**AIM:**
Retype the tail of the data exactly, starting at the line containing "the dark window" and stopping at the last line.

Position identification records
* * *
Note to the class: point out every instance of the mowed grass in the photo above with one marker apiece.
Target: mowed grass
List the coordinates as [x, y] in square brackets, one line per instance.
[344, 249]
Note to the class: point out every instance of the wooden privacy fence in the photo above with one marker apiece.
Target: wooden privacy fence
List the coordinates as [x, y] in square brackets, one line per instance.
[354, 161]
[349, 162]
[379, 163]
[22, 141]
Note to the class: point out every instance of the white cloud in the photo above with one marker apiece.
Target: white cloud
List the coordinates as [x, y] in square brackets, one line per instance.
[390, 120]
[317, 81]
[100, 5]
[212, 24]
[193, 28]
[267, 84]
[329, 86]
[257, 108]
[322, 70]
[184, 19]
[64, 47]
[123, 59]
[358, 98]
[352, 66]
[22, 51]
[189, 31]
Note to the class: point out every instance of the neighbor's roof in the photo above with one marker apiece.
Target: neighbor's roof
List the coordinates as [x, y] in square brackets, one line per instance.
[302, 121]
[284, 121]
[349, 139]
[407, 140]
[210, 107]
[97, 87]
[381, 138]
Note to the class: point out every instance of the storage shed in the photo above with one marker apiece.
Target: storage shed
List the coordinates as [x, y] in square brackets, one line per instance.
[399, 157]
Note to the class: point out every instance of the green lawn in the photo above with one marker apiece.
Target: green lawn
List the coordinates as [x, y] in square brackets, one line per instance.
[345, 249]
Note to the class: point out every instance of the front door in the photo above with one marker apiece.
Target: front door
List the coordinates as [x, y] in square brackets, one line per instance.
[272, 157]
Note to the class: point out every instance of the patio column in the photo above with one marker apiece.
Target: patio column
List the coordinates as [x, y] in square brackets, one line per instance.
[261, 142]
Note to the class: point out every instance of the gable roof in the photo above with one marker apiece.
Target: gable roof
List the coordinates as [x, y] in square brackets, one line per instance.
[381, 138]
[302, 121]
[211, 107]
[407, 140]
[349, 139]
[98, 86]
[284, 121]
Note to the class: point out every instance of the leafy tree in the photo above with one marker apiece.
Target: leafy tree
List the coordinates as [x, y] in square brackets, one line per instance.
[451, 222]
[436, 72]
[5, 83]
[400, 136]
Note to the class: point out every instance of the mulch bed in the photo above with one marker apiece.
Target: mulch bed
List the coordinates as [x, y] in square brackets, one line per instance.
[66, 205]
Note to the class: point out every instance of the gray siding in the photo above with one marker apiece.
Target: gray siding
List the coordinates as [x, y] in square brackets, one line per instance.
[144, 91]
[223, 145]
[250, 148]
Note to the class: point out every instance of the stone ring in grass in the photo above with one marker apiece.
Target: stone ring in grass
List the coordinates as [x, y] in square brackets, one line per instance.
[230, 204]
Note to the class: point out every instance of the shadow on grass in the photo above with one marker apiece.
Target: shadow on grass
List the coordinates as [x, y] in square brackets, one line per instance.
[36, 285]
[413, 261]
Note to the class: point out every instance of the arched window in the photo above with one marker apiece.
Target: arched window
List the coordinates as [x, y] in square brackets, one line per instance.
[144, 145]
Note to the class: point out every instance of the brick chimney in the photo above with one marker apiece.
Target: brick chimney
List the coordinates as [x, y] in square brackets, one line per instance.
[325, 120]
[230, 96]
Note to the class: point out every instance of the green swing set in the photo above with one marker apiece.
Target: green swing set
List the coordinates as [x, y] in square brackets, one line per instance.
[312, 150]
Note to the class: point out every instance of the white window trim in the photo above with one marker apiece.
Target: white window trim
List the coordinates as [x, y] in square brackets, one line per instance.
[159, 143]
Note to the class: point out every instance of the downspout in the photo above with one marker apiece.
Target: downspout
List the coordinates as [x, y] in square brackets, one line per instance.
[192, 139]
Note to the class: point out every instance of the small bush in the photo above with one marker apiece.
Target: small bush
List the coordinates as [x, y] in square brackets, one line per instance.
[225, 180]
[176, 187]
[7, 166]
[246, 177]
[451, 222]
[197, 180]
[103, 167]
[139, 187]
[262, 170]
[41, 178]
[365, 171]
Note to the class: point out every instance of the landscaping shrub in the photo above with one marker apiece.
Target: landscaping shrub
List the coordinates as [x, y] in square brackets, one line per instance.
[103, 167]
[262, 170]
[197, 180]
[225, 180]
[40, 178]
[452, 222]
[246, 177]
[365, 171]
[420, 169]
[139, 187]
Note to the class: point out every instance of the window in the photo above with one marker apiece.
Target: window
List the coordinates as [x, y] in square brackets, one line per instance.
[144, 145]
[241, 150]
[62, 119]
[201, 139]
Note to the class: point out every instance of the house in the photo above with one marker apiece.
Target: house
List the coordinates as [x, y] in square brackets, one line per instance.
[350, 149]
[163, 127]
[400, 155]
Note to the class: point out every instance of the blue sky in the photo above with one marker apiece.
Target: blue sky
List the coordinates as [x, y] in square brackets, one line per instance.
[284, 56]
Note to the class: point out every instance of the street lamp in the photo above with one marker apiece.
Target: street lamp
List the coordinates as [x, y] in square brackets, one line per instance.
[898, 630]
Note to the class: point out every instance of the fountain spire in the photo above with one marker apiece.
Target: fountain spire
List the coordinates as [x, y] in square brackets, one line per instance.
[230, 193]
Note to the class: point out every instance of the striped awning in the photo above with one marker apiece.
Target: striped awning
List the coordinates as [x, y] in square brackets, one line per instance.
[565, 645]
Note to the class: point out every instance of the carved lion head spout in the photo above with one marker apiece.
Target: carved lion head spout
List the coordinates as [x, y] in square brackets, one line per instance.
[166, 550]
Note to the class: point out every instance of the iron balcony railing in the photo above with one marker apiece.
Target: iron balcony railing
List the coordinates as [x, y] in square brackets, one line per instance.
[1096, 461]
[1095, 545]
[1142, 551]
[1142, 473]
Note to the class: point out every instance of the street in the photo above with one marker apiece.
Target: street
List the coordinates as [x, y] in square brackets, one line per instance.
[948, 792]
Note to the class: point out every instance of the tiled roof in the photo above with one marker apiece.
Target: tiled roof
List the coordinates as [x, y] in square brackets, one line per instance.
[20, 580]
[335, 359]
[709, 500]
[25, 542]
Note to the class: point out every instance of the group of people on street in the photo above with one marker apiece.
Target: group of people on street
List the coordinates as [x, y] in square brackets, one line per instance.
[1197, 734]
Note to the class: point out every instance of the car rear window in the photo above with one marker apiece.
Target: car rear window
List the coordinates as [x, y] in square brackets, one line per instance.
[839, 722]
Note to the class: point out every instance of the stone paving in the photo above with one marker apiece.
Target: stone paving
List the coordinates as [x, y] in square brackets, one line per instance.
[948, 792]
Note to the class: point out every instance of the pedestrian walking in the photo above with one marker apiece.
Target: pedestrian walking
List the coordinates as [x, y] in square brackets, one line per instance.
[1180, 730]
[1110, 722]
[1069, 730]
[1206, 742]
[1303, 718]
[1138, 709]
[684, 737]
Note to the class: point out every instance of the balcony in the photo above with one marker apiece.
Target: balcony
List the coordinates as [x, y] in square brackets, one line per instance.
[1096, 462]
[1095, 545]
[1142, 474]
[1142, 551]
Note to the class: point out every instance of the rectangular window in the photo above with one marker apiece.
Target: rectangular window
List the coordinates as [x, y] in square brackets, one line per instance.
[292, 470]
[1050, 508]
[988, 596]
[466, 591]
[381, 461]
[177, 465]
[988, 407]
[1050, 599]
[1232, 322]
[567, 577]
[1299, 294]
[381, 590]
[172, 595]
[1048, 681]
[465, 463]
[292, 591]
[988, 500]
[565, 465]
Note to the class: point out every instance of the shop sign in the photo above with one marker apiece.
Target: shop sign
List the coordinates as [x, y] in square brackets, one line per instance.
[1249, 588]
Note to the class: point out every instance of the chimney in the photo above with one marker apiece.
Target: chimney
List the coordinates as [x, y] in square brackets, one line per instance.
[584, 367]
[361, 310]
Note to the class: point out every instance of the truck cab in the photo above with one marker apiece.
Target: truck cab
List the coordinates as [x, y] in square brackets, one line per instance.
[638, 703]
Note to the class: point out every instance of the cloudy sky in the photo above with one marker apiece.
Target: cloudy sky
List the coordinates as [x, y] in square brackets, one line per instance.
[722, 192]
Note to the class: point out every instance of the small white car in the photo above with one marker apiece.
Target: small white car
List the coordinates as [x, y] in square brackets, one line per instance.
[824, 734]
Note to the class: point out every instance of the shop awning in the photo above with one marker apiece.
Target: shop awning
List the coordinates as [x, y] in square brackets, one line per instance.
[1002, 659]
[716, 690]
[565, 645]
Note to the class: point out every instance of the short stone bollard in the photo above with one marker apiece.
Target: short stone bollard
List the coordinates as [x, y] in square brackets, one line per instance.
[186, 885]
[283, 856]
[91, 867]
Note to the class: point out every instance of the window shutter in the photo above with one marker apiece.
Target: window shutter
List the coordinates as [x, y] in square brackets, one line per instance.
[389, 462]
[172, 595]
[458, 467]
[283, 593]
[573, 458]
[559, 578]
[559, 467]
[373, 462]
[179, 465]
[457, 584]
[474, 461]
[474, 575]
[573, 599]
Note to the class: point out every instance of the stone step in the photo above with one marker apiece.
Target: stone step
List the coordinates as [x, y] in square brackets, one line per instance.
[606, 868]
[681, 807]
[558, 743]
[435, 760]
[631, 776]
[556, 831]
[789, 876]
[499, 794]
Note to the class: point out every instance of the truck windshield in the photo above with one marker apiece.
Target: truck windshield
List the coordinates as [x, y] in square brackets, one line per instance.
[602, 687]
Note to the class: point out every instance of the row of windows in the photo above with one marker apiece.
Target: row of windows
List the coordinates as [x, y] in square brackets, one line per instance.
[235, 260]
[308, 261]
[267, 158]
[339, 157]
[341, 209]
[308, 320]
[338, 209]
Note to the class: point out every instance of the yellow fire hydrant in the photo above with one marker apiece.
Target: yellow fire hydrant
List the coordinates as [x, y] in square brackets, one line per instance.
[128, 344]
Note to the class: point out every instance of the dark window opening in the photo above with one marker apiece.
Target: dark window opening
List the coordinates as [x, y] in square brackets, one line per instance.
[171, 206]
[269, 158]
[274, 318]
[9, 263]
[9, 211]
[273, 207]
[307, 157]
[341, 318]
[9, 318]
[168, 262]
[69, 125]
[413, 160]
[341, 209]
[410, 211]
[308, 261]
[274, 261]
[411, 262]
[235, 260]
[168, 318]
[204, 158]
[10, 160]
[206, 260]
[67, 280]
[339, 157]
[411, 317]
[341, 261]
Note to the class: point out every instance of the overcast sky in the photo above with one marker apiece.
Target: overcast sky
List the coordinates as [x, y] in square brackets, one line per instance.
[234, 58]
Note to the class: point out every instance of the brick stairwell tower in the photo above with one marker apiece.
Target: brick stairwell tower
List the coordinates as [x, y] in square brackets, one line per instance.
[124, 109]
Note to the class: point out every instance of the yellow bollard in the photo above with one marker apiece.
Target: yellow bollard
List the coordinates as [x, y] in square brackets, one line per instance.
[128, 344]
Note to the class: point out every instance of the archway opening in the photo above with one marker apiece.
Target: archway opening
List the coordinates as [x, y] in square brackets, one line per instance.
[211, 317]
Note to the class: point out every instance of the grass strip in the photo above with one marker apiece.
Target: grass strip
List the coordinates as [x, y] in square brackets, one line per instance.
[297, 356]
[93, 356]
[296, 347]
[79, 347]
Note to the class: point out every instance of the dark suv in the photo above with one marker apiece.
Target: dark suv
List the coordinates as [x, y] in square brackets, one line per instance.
* * *
**EXERCISE SOLUTION:**
Note to the class: point out every instance of the dark window opening in the photo above with one marker apiece.
Target: dark window opening
List the coordinates as [x, y] in square brackets, one line per instance.
[171, 206]
[269, 158]
[274, 318]
[9, 263]
[9, 211]
[273, 207]
[307, 157]
[341, 318]
[9, 318]
[168, 262]
[69, 125]
[413, 160]
[341, 209]
[410, 211]
[308, 261]
[274, 261]
[411, 262]
[235, 260]
[168, 318]
[204, 158]
[10, 160]
[206, 260]
[67, 280]
[339, 157]
[411, 317]
[341, 261]
Note to the class: point out every instance of the overcast sky in the photo above with one marker apiece.
Target: overcast sky
List the coordinates as [x, y] in square brackets, one line per instance.
[234, 58]
Note to the class: point out every instance of the brick stairwell tower in the photo above with one marker apiece.
Target: brick stairwell tower
List the coordinates as [x, y] in square brackets, one line per instance.
[124, 109]
Note to the class: point out every instance of the yellow bollard in the photo above with one marker apiece.
Target: yellow bollard
List the coordinates as [x, y] in square brackets, one line per instance.
[128, 344]
Note to the class: point out every instance of the archway opening in the photo above with one marker apiece.
Target: archway opening
List the coordinates as [x, y] in square brackets, one line per instance.
[211, 317]
Note to the class: point out every instance of the grass strip in the photo above with one marker apiece.
Target: grass strip
List the coordinates as [x, y] in square brackets, one line per instance.
[297, 356]
[93, 356]
[296, 347]
[79, 347]
Note to the class: point out every instance of the dark suv in the photo above with one marker apiece.
Target: dark suv
List the coordinates as [x, y] in square brackets, one line per instance.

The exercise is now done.